Data records
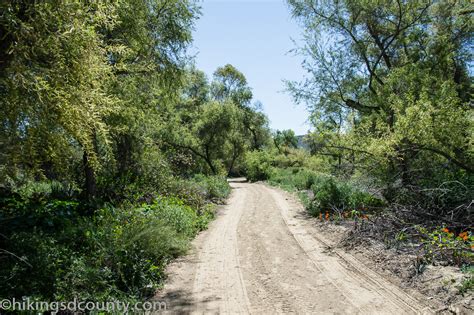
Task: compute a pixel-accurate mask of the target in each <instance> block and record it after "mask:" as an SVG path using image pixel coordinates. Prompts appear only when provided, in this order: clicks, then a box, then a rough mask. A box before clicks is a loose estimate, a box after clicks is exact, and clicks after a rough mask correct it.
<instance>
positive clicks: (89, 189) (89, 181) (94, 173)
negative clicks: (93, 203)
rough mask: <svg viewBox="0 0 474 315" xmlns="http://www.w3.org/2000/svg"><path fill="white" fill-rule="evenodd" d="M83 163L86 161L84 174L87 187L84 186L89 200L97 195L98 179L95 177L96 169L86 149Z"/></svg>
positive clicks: (84, 189) (85, 190) (85, 184)
mask: <svg viewBox="0 0 474 315" xmlns="http://www.w3.org/2000/svg"><path fill="white" fill-rule="evenodd" d="M83 163H84V176H85V178H86V181H85V187H84V191H85V196H86V199H87V200H92V199H94V198H95V195H96V179H95V173H94V169H93V168H92V167H91V165H90V162H89V157H88V156H87V152H86V151H84V155H83Z"/></svg>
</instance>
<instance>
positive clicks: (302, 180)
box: [269, 167, 384, 216]
mask: <svg viewBox="0 0 474 315" xmlns="http://www.w3.org/2000/svg"><path fill="white" fill-rule="evenodd" d="M269 182H270V183H273V184H276V185H279V186H282V187H283V188H285V189H289V190H295V189H296V190H299V191H306V190H310V191H311V192H312V198H309V197H307V194H305V205H306V206H307V209H308V211H309V212H310V213H311V214H312V215H315V216H316V215H319V214H320V213H322V212H334V211H341V212H342V211H350V210H357V211H364V212H368V211H374V210H376V209H378V208H380V207H382V206H383V205H384V202H383V201H382V200H381V199H379V198H377V197H375V196H373V195H371V194H369V193H367V192H365V191H363V190H361V189H359V188H357V187H355V186H353V185H352V184H351V183H350V182H343V181H341V180H338V179H337V178H335V177H332V176H329V175H325V174H320V173H316V172H314V171H311V170H309V169H306V168H302V167H294V168H285V169H281V168H273V169H272V172H271V177H270V179H269Z"/></svg>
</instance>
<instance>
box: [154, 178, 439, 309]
mask: <svg viewBox="0 0 474 315" xmlns="http://www.w3.org/2000/svg"><path fill="white" fill-rule="evenodd" d="M231 185H232V187H233V192H232V195H231V197H230V198H229V200H228V202H227V205H226V206H223V207H222V208H221V209H220V211H219V214H218V217H217V219H216V220H215V221H214V222H212V224H211V225H210V227H209V229H208V230H207V231H204V232H203V233H201V234H200V235H198V237H197V238H196V240H195V241H194V242H193V250H192V251H191V252H190V254H189V255H187V256H185V257H183V258H181V259H179V260H177V261H175V262H174V263H172V264H171V265H170V267H169V269H168V272H169V279H168V281H167V283H166V285H165V287H164V289H163V290H162V291H161V292H159V294H158V295H157V296H156V299H157V300H160V301H164V302H166V304H167V309H168V313H171V314H188V313H193V314H204V313H205V314H209V313H211V314H216V313H220V314H239V313H240V314H247V313H252V314H275V313H299V314H416V313H430V309H429V307H428V306H427V305H424V304H423V303H421V302H420V299H419V298H418V297H416V296H413V295H411V294H407V293H406V292H404V291H403V290H402V289H400V288H399V287H398V286H396V285H394V284H393V283H392V282H390V281H389V280H388V279H387V278H384V277H382V276H381V275H379V274H378V273H375V272H374V271H371V270H370V269H368V268H367V267H366V266H365V265H364V264H363V263H362V262H360V261H359V260H357V259H356V258H355V257H354V256H352V255H350V254H348V253H346V252H343V251H342V250H338V249H335V248H332V247H331V242H330V241H328V240H326V239H325V238H324V237H323V236H322V235H320V234H319V233H318V231H317V230H316V228H315V227H313V226H311V225H310V224H308V220H306V218H305V215H304V209H303V208H302V206H301V205H300V204H299V203H298V202H297V201H295V199H294V198H292V197H291V196H290V195H289V194H287V193H284V192H282V191H280V190H278V189H276V188H271V187H268V186H265V185H263V184H258V183H257V184H249V183H244V182H233V183H231Z"/></svg>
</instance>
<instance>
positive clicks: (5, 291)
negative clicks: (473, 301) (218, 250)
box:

WHAT NEEDS TO BE DONE
The records must appear again word for word, though none of their pictures should.

ANSWER SPACE
Task: compute a pixel-accurate mask of the target in each <instance> block and record it after "mask:" as an SVG path using image pixel coordinates. Prompts appear only when provided, in this order: clicks, then a box, then a rough mask. A box before clicks is a loose estimate, a box after clicks is exact, and clicks after a rough mask correct it.
<instance>
positive clicks: (89, 189) (89, 181) (94, 173)
negative clicks: (93, 203)
rough mask: <svg viewBox="0 0 474 315" xmlns="http://www.w3.org/2000/svg"><path fill="white" fill-rule="evenodd" d="M83 163L86 161L84 174L87 187L84 186L89 200L97 195L98 179L95 177L96 169L86 149Z"/></svg>
positive clicks: (84, 189) (85, 190) (85, 184)
mask: <svg viewBox="0 0 474 315" xmlns="http://www.w3.org/2000/svg"><path fill="white" fill-rule="evenodd" d="M83 163H84V176H85V178H86V181H85V187H84V191H85V196H86V199H87V200H92V199H94V198H95V195H96V179H95V173H94V169H93V168H92V167H91V165H90V162H89V157H88V156H87V152H86V151H84V155H83Z"/></svg>
</instance>
<instance>
positive clicks: (302, 180)
box: [269, 167, 384, 216]
mask: <svg viewBox="0 0 474 315" xmlns="http://www.w3.org/2000/svg"><path fill="white" fill-rule="evenodd" d="M269 182H270V183H273V184H276V185H279V186H282V187H283V188H285V189H289V190H295V189H296V190H299V191H306V190H310V191H311V192H312V198H309V197H307V194H305V205H306V206H307V209H308V211H309V212H310V213H311V214H312V215H315V216H316V215H319V214H320V213H322V212H334V211H341V212H342V211H350V210H357V211H364V212H368V211H374V210H376V209H378V208H380V207H382V206H383V205H384V202H383V201H382V200H381V199H379V198H377V197H375V196H373V195H371V194H369V193H367V192H365V191H363V190H361V189H359V188H357V187H355V186H353V185H352V184H351V183H350V182H343V181H341V180H338V179H337V178H335V177H332V176H329V175H325V174H320V173H316V172H314V171H311V170H309V169H306V168H302V167H294V168H285V169H281V168H273V169H272V172H271V177H270V179H269Z"/></svg>
</instance>
<instance>
box: [154, 178, 439, 309]
mask: <svg viewBox="0 0 474 315" xmlns="http://www.w3.org/2000/svg"><path fill="white" fill-rule="evenodd" d="M231 185H232V187H233V192H232V195H231V197H230V198H229V200H228V202H227V205H226V206H223V207H222V208H221V209H220V211H219V214H218V217H217V219H216V220H215V221H214V222H212V224H211V225H210V227H209V229H208V230H207V231H204V232H203V233H201V234H200V235H198V237H197V238H196V240H195V241H194V242H193V250H192V251H191V252H190V254H189V255H187V256H185V257H183V258H181V259H179V260H177V261H175V262H174V263H172V264H171V265H170V267H169V269H168V272H169V279H168V281H167V283H166V285H165V287H164V289H163V290H162V291H161V292H159V294H158V295H157V296H156V299H157V300H160V301H164V302H166V304H167V309H168V313H171V314H188V313H193V314H204V313H205V314H209V313H211V314H216V313H220V314H239V313H240V314H247V313H252V314H275V313H299V314H416V313H430V309H429V307H428V306H427V305H424V304H423V303H421V302H420V299H419V298H418V297H416V296H413V295H411V294H407V293H406V292H404V291H403V290H402V289H400V288H399V287H398V286H396V285H394V284H393V283H392V282H390V281H389V280H388V279H387V278H384V277H382V276H381V275H379V274H378V273H375V272H374V271H371V270H370V269H368V268H367V267H366V266H365V265H364V264H363V263H362V262H360V261H359V260H357V259H356V258H355V257H354V256H352V255H350V254H348V253H346V252H343V251H342V250H338V249H335V248H332V247H331V242H330V241H328V240H326V239H325V238H324V237H323V236H322V235H320V234H319V233H318V231H317V230H316V228H315V227H313V226H311V225H310V224H308V220H306V218H305V215H304V209H303V208H302V206H301V205H300V204H299V203H298V202H297V201H295V199H294V198H292V197H291V196H290V195H289V194H287V193H284V192H282V191H280V190H278V189H276V188H271V187H268V186H265V185H263V184H258V183H257V184H249V183H244V182H233V183H231Z"/></svg>
</instance>
<instance>
positive clicks: (5, 291)
negative clicks: (473, 301) (218, 250)
box:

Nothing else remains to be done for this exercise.